▶ Selected excerpt:
_ _ _ _ _

From: "J. Bruce Fields" <bfields@fieldses.org>
To: Benny Halevy <bhalevy@panasas.com>
Cc: Zhang Jingwang
<zhangjingwang-U4AKAne5IzAR5TUyvShJeg@public.gmane.org>,
linux-nfs@vger.kernel.org, iisaman@netapp.com
Subject: Re: [PATCH] pnfsblock: Lookup list entry of layouts and tags in reverse order
Date: Wed, 12 May 2010 16:28:12 -0400 [thread overview]
Message-ID: <20100512202811.GA9296@fieldses.org> (raw)
In-Reply-To: <4BEA4ED3.3010702@panasas.com>
On Wed, May 12, 2010 at 09:46:43AM +0300, Benny Halevy wrote:
> On May. 10, 2010, 6:36 +0300, Zhang Jingwang <zhangjingwang-U4AKAne5IzAR5TUyvShJeg@public.gmane.org> wrote:
> > Optimize for sequencial write. Layout infos and tags are organized by
> > file offset. When appending data to a file whole list will be examined,
> > which introduce notable performance decrease.
>
> Looks good to me.
>
> Fred, can you please double check?
I don't know if Fred's still up for reviewing block stuff?
I've been trying to keep up with at least some minimal testing, but not
as well as I'd like.
The one thing I've noticed is that the connectathon general test has
started failing right at the start with an IO error. The last good
version I tested was b5c09c21, which was based on 33-rc6. The earliest
bad version I tested was 419312ada, based on 34-rc2. A quick look at
network traces from the two traces didn't turn up anything obvious. I
haven't had the chance yet to look closer.
--b.
>
> Benny
>
> P.S.: Zhang, please note Fred's new email address
>
> >
> > Signed-off-by: Zhang Jingwang <zhangjingwang-U4AKAne5IzAR5TUyvShJeg@public.gmane.org>
> > ---
> > fs/nfs/blocklayout/extents.c | 126 +++++++++++++++++++++---------------------
> > 1 files changed, 64 insertions(+), 62 deletions(-)
> >
> > diff --git a/fs/nfs/blocklayout/extents.c b/fs/nfs/blocklayout/extents.c
> > index 3c311f2..514f2cc 100644
> > --- a/fs/nfs/blocklayout/extents.c
> > +++ b/fs/nfs/blocklayout/extents.c
> > @@ -66,8 +66,8 @@ static int32_t _find_entry(struct my_tree_t *tree, u64 s)

_ _ _ _ _

▶ Data items:
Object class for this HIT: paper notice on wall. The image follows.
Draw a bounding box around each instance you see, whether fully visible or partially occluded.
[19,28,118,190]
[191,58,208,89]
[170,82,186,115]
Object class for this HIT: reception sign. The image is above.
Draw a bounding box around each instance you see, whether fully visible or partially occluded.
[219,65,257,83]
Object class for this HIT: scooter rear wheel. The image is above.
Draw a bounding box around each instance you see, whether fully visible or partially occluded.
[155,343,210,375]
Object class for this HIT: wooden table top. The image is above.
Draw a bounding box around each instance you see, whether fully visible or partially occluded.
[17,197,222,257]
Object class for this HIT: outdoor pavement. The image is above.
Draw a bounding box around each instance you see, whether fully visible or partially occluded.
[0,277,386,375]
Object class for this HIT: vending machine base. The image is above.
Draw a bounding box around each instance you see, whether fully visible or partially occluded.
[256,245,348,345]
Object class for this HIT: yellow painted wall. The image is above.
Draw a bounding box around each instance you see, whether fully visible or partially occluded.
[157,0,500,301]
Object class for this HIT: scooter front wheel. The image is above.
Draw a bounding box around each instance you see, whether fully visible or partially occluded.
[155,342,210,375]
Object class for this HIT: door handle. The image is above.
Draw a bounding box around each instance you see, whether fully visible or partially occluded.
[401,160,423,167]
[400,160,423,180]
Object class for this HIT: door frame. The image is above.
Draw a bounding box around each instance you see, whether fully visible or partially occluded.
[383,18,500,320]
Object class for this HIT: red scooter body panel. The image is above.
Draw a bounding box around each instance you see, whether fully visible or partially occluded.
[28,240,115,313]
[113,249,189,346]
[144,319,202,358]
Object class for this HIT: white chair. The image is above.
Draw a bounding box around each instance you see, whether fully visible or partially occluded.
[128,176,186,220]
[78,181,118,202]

_ _ _ _ _

▶ Work instructions:
- a) In the patch thread, why does the patch search the list of layout infos and tags in reverse order?
- b) In the patch thread, what was the last good version tested before the connectathon general test started failing?

▶ Task results:
- a) It optimizes for sequential writes. Layout infos and tags are organized by file offset, so appending data to a file makes the whole list get examined, which introduces a notable performance decrease.

- b) b5c09c21, which was based on 33-rc6.